• [Record extracts]
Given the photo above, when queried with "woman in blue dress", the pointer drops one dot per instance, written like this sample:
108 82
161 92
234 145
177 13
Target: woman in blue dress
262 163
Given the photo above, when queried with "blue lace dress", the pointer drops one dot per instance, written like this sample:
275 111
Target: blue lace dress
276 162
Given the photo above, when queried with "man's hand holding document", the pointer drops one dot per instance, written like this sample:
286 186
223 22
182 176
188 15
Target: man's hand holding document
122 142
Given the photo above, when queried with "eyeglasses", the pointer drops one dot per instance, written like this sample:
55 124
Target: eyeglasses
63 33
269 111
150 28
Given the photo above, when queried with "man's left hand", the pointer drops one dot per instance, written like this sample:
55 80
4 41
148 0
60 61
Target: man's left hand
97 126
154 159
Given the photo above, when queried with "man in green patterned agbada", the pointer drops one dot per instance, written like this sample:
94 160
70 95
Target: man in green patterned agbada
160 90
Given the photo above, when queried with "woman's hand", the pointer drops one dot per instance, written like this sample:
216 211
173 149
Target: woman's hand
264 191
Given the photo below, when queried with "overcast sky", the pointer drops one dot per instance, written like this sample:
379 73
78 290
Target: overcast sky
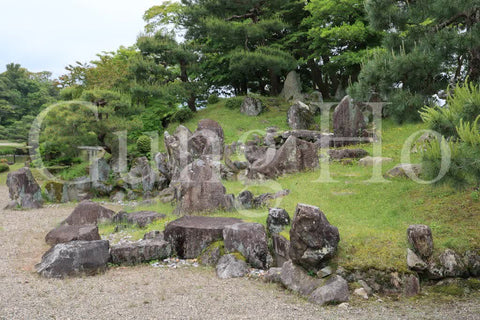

• [What to do] Retype all the data exactly. Omit pictures.

• [Exercise result]
Given the photo above, when queried with "woman in blue dress", the pointer drops one dot per instance, written like this sample:
108 82
161 92
234 145
177 13
Target: woman in blue dress
262 163
Given the photo above, when queried with "blue lace dress", the pointer drops one dot per instance, written like this sample:
275 111
Target: blue lace dress
276 162
Given the photo above, when queried with "man's hand holding document", the pointer drops one dot per instance, written like this sample:
286 186
223 22
182 176
188 15
Target: man's hand holding document
122 142
Given the photo above, when queried with "eyeglasses", the pointer drops one dot per instance, written like this sample:
55 124
Target: eyeglasses
63 33
269 111
150 28
Given the photo above, when queried with "man's left hand", the pointer drops one dot per instance, written like this sample:
55 80
4 41
148 0
60 61
Target: man's left hand
97 126
154 159
Given the photo above, when queried with "man in green patterned agbada", the pointer drops one dot per instance, written like this sample:
94 160
70 95
Target: man in green patterned agbada
160 90
Given the photo above, when queried with "woman's hand", the pointer drops one dot per instance, written like this sample:
216 211
173 149
Target: woman's hand
264 191
Given the photo below, when queried with "overcast sky", the pointer drops one dot per instance, written like this sample:
379 73
78 290
Target: overcast sky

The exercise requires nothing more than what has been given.